- Given exercise a -
Locate every line of the listing that contains the word "white", and copy each of those lines.

- Selected excerpt -
★ ★ ★ ★ ★ ★ ★

The only person who has the power to change us is the person who we allow to change us. We can be asked to change however unless we want to make that change people are unable to change us in any way. Life may ask us to change either through a thought, a person suggesting a change or otherwise. You can never know what changes are going to be needed. That’s the thing some people are unhappy with something and yet they want another person to make a change in their behaviour. When someone is trying to help you change it’s because they love you, people who refuse to accept changes remain stagnant and do not get anywhere.

Sometimes life is using a person who loves you is used a conduit to help you to make a change in your own life, however at other times they may not be. At times it’s a matter of thinking why do I need to make this change and is it something I am prepared to commit to. When it’s a change you do not want no problem, yet when it is a change you want great. Change is about becoming the person you were meant to be, certain people have different things which look good and bad on them as a person. E.g. their dress, their clothes, their appearance, their family, it’s a matter of knowing what works for you as a person and what you are most comfortable wearing and dressing in, then going from there. You may not be comfortable in a dress no problem, you may not be comfortable in a suit ok, how do you like to dress. How you like to look to feel, what is it that is really important to you as a person. It’s a matter of ok this is something I like and something I don’t like. Sure sometimes those who you love will disagree with such, yet it’s just a matter of accepting their opinion and finding a way to work with those who you care about.

★ ★ ★ ★ ★ ★ ★

- Given exercise b -
According to the passage on personal change, who is the only person with the power to change us?

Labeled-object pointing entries
★ ★ ★ ★ ★ ★ ★

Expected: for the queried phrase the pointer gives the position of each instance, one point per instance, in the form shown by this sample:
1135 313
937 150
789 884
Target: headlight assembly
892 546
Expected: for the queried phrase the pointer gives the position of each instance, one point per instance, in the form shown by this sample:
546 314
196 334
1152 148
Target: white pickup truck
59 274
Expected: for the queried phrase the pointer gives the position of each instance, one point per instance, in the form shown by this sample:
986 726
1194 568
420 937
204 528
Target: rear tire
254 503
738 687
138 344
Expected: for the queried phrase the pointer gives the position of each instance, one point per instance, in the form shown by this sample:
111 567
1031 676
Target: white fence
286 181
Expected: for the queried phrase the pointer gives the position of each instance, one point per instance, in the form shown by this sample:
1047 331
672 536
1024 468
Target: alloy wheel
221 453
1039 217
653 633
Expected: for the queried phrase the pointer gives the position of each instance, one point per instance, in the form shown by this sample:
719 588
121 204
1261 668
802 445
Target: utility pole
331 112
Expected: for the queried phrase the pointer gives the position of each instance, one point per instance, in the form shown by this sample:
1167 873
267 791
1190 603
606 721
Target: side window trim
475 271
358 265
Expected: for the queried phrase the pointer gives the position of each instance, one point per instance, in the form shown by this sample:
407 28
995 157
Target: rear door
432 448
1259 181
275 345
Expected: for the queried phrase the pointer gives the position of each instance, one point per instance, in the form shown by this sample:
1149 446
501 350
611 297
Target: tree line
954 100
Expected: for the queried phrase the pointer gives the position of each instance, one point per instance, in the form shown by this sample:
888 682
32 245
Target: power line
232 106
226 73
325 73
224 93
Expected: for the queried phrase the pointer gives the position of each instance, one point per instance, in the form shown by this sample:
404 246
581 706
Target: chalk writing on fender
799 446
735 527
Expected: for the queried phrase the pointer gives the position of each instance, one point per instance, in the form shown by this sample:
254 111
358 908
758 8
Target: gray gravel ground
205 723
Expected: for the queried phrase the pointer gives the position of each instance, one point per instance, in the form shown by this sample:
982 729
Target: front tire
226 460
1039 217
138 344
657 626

★ ★ ★ ★ ★ ★ ★

- Exercise answer a -
Target: white pickup truck
Target: white fence

- Exercise answer b -
The person who we allow to change us.